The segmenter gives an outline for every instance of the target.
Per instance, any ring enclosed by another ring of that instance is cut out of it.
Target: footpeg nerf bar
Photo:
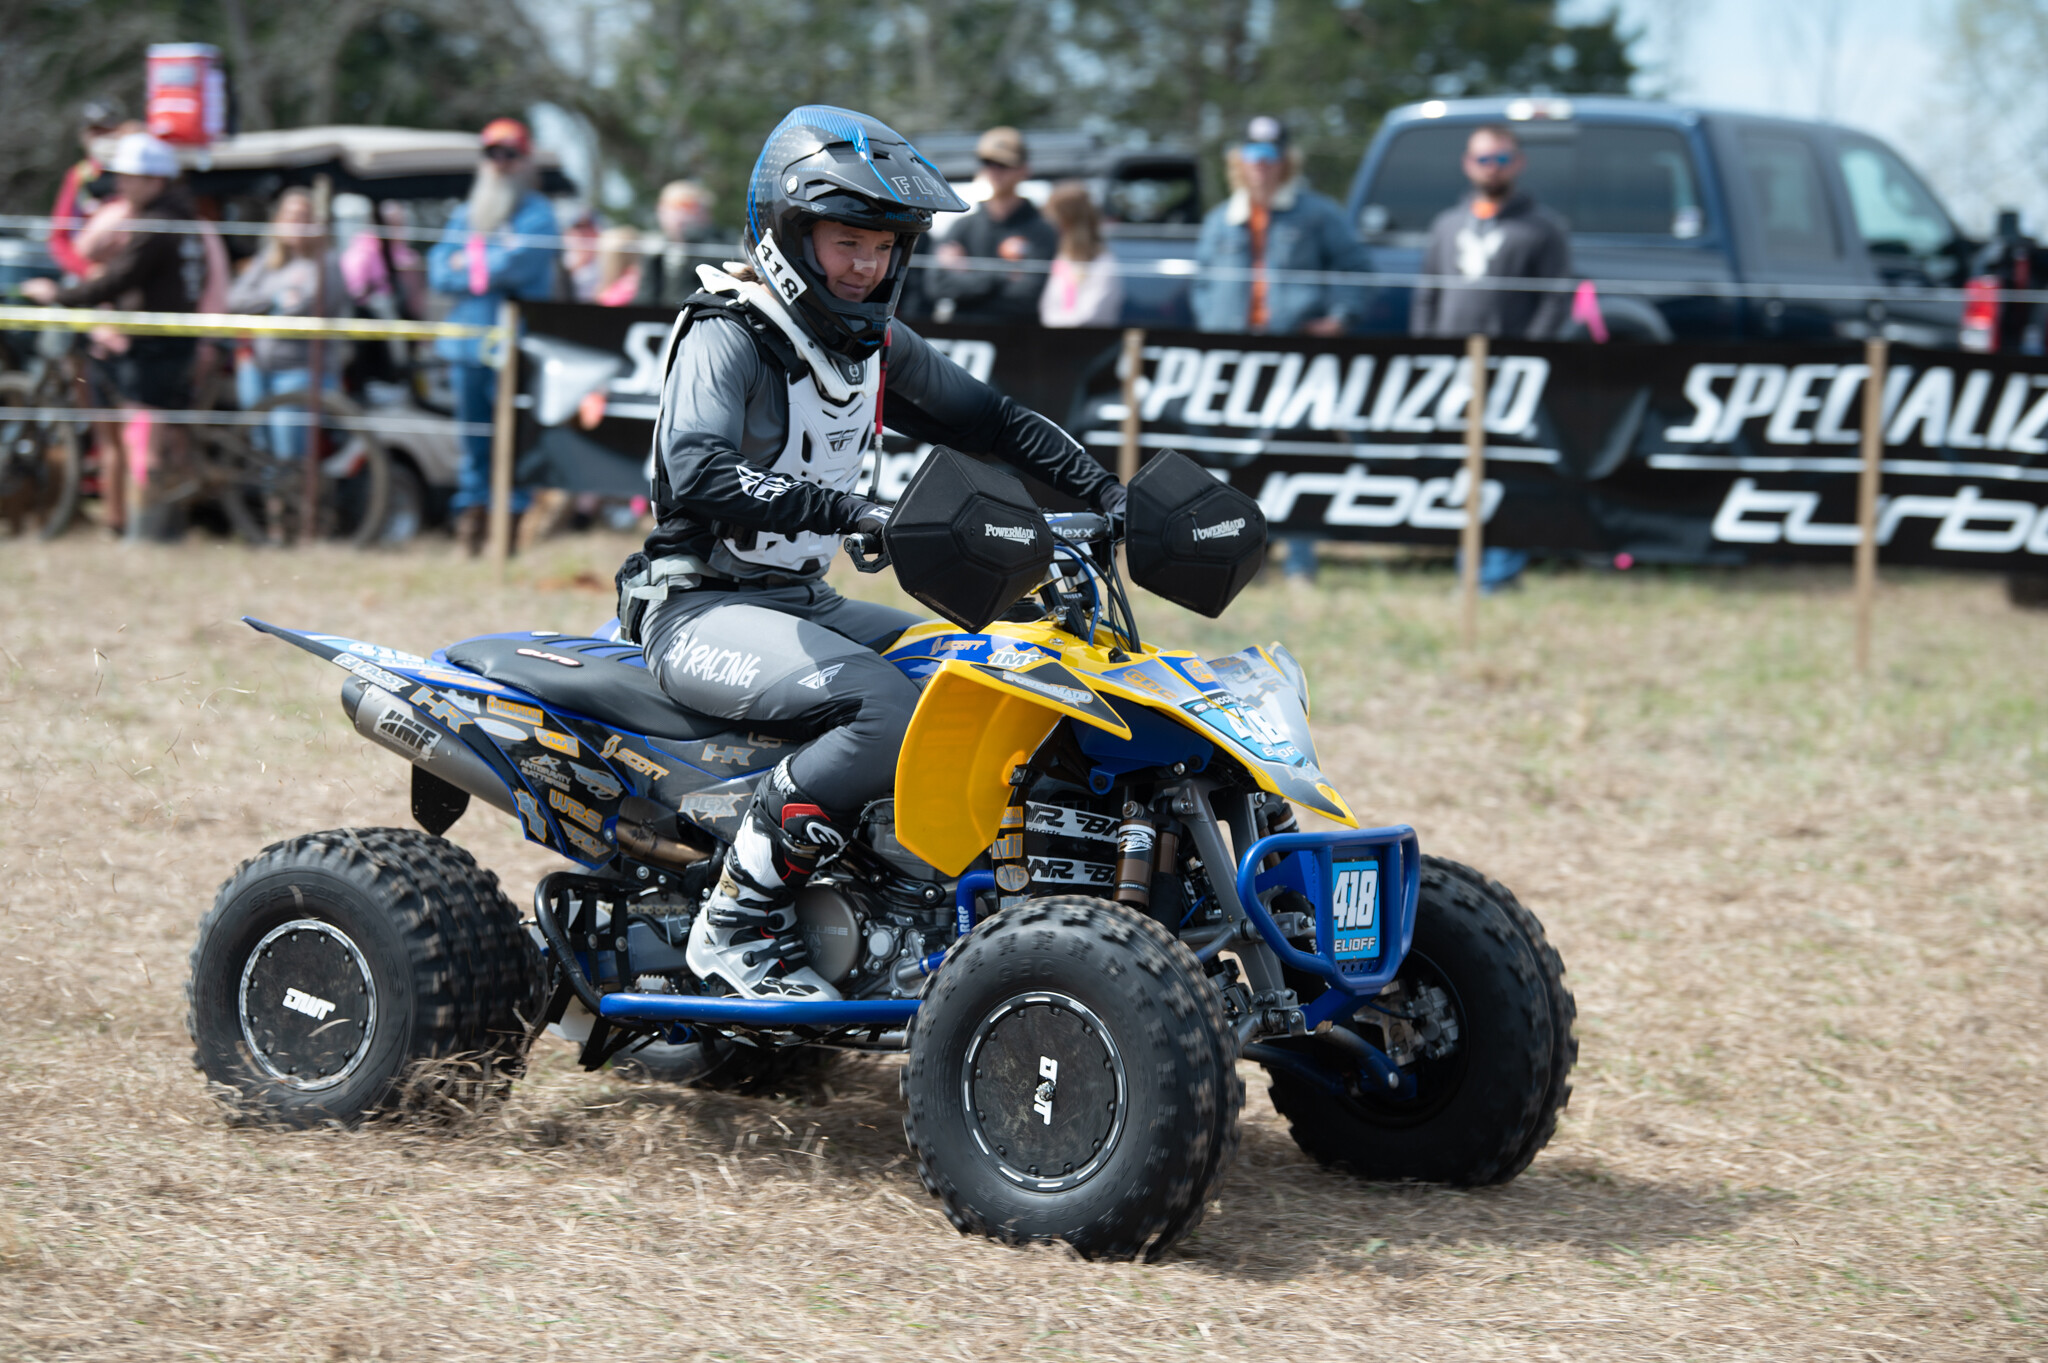
[[[558,878],[559,877],[559,878]],[[740,998],[716,994],[643,994],[630,990],[603,993],[591,982],[590,973],[603,977],[596,958],[603,951],[589,953],[586,969],[582,955],[574,950],[554,911],[560,888],[576,880],[573,872],[544,876],[533,891],[533,918],[546,939],[549,953],[560,964],[577,999],[597,1017],[608,1022],[639,1022],[671,1027],[688,1023],[740,1027],[871,1027],[901,1026],[916,1015],[919,999],[773,999]],[[954,912],[958,931],[965,936],[975,922],[975,896],[991,888],[995,878],[986,871],[970,872],[960,878],[954,890]],[[916,963],[919,977],[939,968],[934,956]]]

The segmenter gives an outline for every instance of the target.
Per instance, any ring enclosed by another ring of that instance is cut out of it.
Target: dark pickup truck
[[[1960,289],[1980,244],[1897,152],[1832,124],[1643,100],[1394,110],[1347,205],[1376,271],[1421,270],[1431,220],[1466,192],[1465,140],[1487,123],[1520,139],[1522,187],[1569,225],[1573,272],[1601,286],[1618,338],[1958,342],[1962,304],[1928,295]],[[1700,284],[1761,296],[1717,297]],[[1363,329],[1405,331],[1408,302],[1406,288],[1371,289]]]

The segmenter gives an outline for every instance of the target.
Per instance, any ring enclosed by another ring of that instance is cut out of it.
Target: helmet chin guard
[[[818,344],[848,360],[881,347],[910,254],[934,213],[967,205],[932,163],[879,119],[826,104],[793,109],[768,135],[747,184],[747,263]],[[821,222],[890,232],[881,281],[860,302],[833,294],[811,250]]]

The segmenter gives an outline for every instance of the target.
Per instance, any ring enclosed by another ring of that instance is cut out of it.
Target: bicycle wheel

* * * *

## What you should do
Copy the listing above exactly, minus the pictures.

## Answer to this problem
The segmenter gives an outline for every instance of the target.
Per instance, any ring enclosed by another ring of that instance is cut out of it.
Target: footpeg nerf bar
Photo:
[[[558,878],[559,877],[559,878]],[[740,998],[716,994],[643,994],[630,990],[603,993],[591,982],[590,973],[603,977],[596,958],[603,951],[589,953],[586,969],[582,955],[574,950],[554,911],[560,888],[576,880],[573,872],[544,876],[533,891],[533,918],[546,939],[549,953],[560,964],[577,999],[597,1017],[608,1022],[639,1022],[671,1027],[688,1023],[740,1027],[871,1027],[901,1026],[916,1015],[919,999],[773,999]],[[954,912],[958,931],[965,936],[975,922],[975,896],[991,888],[995,878],[986,871],[970,872],[960,878],[954,890]],[[916,963],[919,977],[939,968],[934,956]]]

The segmenter gives an outline for every instance of the target.
Per instance, any ring enclosed by another ring of that instance is cut out of it.
Target: dark pickup truck
[[[1960,289],[1980,244],[1897,152],[1832,124],[1643,100],[1394,110],[1347,205],[1376,271],[1421,270],[1431,220],[1466,192],[1465,140],[1487,123],[1520,139],[1522,187],[1569,225],[1573,272],[1601,286],[1618,338],[1958,342],[1962,304],[1928,295]],[[1700,284],[1761,296],[1717,297]],[[1363,329],[1405,331],[1408,302],[1406,288],[1371,289]]]

The segmenter gives an outline for every instance of the target.
Per instance, any ring enclosed by another ring of that instance is cut out of it.
Target: helmet chin guard
[[[818,344],[848,360],[881,347],[910,254],[934,213],[967,205],[932,163],[879,119],[826,104],[793,109],[768,135],[747,184],[747,263]],[[821,222],[890,232],[881,281],[860,302],[833,294],[811,250]]]

The segmenter gives an outline for every instance of the target.
Per instance, any ring enclosed by another ring of that instance is cut out of it.
Target: bicycle wheel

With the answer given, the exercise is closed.